> Direction: Reproduce the entries word for word, and omit any picture you find in them.

* begin *

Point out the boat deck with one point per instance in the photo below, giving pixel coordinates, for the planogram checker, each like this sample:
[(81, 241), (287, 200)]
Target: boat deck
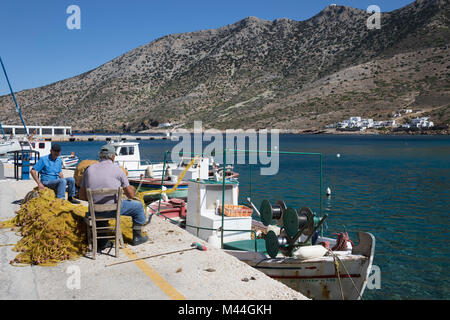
[(193, 274)]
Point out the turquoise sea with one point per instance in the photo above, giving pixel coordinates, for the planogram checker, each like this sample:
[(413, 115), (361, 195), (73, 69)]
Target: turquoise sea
[(396, 187)]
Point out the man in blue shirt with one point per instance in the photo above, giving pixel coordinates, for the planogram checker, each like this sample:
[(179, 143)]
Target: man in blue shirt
[(50, 168)]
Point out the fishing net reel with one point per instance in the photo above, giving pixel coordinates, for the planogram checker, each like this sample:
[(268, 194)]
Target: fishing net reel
[(293, 224)]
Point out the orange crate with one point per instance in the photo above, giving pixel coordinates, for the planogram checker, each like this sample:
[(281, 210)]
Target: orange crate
[(236, 210)]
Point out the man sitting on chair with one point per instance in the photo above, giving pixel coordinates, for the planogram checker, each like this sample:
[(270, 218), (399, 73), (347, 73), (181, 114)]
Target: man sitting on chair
[(50, 168), (107, 175)]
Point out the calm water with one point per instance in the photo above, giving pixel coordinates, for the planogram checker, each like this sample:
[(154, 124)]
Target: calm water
[(396, 187)]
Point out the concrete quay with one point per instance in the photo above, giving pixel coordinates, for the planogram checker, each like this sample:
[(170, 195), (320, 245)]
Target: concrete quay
[(189, 275)]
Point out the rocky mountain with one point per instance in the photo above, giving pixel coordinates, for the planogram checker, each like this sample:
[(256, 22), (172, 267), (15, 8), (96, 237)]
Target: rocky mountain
[(262, 74)]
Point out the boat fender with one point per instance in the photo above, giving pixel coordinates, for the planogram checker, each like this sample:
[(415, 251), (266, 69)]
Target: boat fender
[(214, 241), (310, 252)]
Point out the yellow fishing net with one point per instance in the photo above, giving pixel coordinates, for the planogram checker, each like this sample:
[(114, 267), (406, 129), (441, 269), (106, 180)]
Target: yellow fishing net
[(52, 229)]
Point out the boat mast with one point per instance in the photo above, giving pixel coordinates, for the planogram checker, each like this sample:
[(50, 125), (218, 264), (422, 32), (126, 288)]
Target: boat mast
[(3, 132), (14, 98)]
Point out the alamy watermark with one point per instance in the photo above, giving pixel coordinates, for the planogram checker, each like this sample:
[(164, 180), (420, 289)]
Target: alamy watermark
[(74, 20), (258, 141)]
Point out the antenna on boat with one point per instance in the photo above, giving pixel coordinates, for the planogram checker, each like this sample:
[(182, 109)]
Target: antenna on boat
[(3, 132), (14, 98)]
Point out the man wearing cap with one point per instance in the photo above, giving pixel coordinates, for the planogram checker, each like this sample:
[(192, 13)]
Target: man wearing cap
[(106, 174), (50, 168)]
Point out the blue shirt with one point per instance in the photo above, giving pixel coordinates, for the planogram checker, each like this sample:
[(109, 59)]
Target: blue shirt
[(48, 168)]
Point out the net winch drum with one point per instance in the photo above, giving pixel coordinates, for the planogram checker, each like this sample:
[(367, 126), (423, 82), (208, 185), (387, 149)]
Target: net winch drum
[(294, 221), (269, 212), (274, 243)]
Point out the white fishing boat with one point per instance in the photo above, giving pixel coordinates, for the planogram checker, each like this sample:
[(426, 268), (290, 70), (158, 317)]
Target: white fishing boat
[(284, 243), (41, 147), (128, 156)]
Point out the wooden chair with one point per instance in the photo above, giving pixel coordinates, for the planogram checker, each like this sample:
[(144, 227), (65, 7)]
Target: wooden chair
[(95, 215)]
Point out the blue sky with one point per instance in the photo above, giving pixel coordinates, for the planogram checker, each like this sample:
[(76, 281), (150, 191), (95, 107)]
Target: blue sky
[(38, 49)]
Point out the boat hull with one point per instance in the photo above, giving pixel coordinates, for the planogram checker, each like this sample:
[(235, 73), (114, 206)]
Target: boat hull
[(317, 278)]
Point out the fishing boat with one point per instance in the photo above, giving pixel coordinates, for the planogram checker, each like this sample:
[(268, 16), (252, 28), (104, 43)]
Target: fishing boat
[(286, 244), (42, 149), (147, 176)]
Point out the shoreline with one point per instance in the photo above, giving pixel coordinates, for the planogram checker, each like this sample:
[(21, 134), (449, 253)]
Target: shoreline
[(281, 131)]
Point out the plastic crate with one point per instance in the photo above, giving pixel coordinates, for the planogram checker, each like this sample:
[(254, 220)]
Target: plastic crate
[(232, 210)]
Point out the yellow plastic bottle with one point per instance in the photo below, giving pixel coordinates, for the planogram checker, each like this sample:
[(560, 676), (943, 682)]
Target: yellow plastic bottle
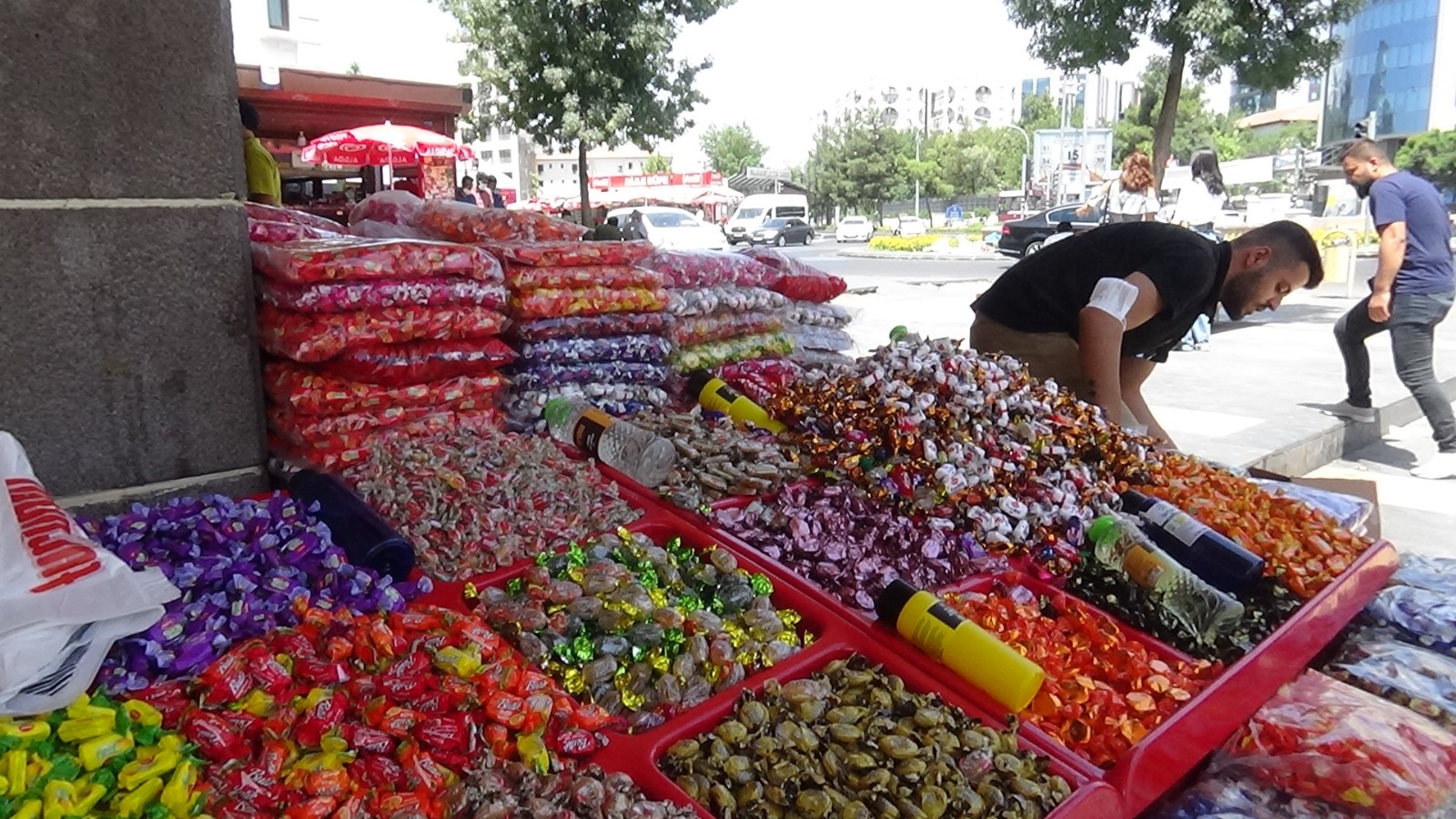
[(965, 647), (715, 394)]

* end *

> Expected answer:
Point out the boat deck with one point per instance in the photo below, giving pixel coordinates, for the planogram checker, each like this sample:
[(81, 241), (287, 200)]
Target: boat deck
[(193, 274)]
Point out the turquoise sea with one point per instance in the photo above, giving pixel coordinates, for the planogram checker, each like this sample:
[(413, 115), (361, 195), (73, 69)]
Target: turquoise sea
[(396, 187)]
Point out the man in blue shirt with one point per instance in the photo above, giving pixel coordinates, for the planogram checker, each like this sample:
[(179, 143)]
Target: man in blue shirt
[(50, 168)]
Point out the fishing net reel with one point per instance in the photo above, giving pixel coordinates, for the planogram checker, each like this sample:
[(268, 194)]
Target: fishing net reel
[(293, 224)]
Point out the orange crate with one point per instance in the photo above, giving pixel coordinates, for the planogram checker, each like this sample:
[(281, 210)]
Target: orange crate
[(236, 210)]
Point out the man sitting on chair with one point per instance in the photo above, giving pixel coordinates, for the planogram checker, each like this sample:
[(270, 218), (399, 73), (347, 73), (181, 114)]
Target: man sitting on chair
[(50, 168), (107, 175)]
Point out the calm water with one point per instance in the photo above, giving pixel coordinates, for the planogram checker, each like this sample:
[(154, 124)]
Target: calm water
[(396, 187)]
Point out the concrete quay with one point per instance in the photo above, giving pixel coordinates, for the planogram checker, each like this sample:
[(170, 195), (320, 245)]
Target: concrete quay
[(189, 275)]
Point out the rocky mountain with one point per instance in the photo above, giving pixel coordinates, for the planogram checker, each like this sample:
[(256, 22), (172, 267), (15, 8), (96, 237)]
Target: rocky mountain
[(262, 74)]
Point out the boat fender with one point per instance in the photo above, giving pixel coordinates, for the planogram checker, each like this sample:
[(415, 251), (266, 69)]
Target: boat fender
[(214, 241), (310, 252)]
Point out the yellow fishing net with one point per instance in the photo above, giving pixel coordinates, for the planogram checker, each like this sample:
[(114, 267), (406, 129), (441, 269), (106, 180)]
Target: yellow fishing net
[(52, 229)]
Point out the boat mast with one point per instance in the photo above, giving pixel coordinates, for the planogram checker, each like this sample:
[(50, 125), (218, 264), (422, 32), (126, 288)]
Target: boat mast
[(3, 132), (14, 98)]
Point out the alamy watermark with one point per instance in the photo above, giving pixel coordinates, for the planogram checker, each like this sample:
[(164, 180), (420, 289)]
Target: alamy watermark
[(74, 20), (258, 141)]
Point out the antenna on boat with one point per instance in the photo above, giving pixel coordinates, for the planogram checker, each like this sample:
[(182, 109)]
Target: antenna on boat
[(3, 132), (14, 98)]
Point out the man wearing cap with one point per instance in the photo above, giving pixel coordinates, for the planogram checker, each like this sample:
[(192, 13)]
Target: man wearing cap
[(106, 174), (50, 168)]
Point out the blue shirt with one point per instance in the photo above, giving pixel coordinates, for the planogram checker, each like this sample:
[(109, 59)]
Target: blue shirt
[(48, 168)]
Point out the net winch drum with one point per instance in the photo above, giving pixel coordinates, for the planogram checker, each like this sample:
[(367, 126), (423, 82), (208, 185), (387, 149)]
Target: net winch drum
[(294, 221), (269, 212), (274, 243)]
Point out the white fishing boat with one point per instance in the photo above, giving pixel coordinates, for the planogram checker, each like this sample:
[(426, 268), (290, 70), (158, 317)]
Target: white fishing boat
[(284, 243), (41, 147), (128, 156)]
Point out the wooden chair with one point per instance in the photo above, giving pixel coordinates, for the planogram checker, each like this sample:
[(144, 227), (65, 7)]
Target: wooden chair
[(95, 215)]
Point out the blue sky with one point per instance in the photo above, giving pixel coordinates, for the planogram checker, each like this sample:
[(76, 281), (150, 191), (95, 107)]
Target: blue sky
[(38, 49)]
Point out the boat hull with one point per instance in the photo above, giving pixel coordinates, for the planogram checker, each like this sample:
[(235, 73), (114, 206)]
Target: boat hull
[(317, 278)]
Point out the fishing boat with one point per instance in the photo above, giving pixel coordinates, for the planogram checker, each like this sample:
[(268, 16), (252, 28), (104, 43)]
Target: fishing boat
[(286, 244), (42, 149), (147, 176)]
Point out the shoreline with one point per instance in the photo above, giving pixel coordinates, for the planogram checker, each like this sample:
[(21, 134), (449, 253)]
Target: shoreline
[(281, 131)]
Point out the plastic crate with one point per instance in the photo above, giving pixel coordinates, for the planogram checker, each like this sample:
[(254, 220)]
Target: plastic crate
[(232, 210)]
Point out the yellow plastic bottle with one point per instance in the photo below, giving pixel coordinates, for the planogram checker, each like this sample:
[(560, 676), (943, 682)]
Target: yellow plastic bottle
[(965, 647), (715, 394)]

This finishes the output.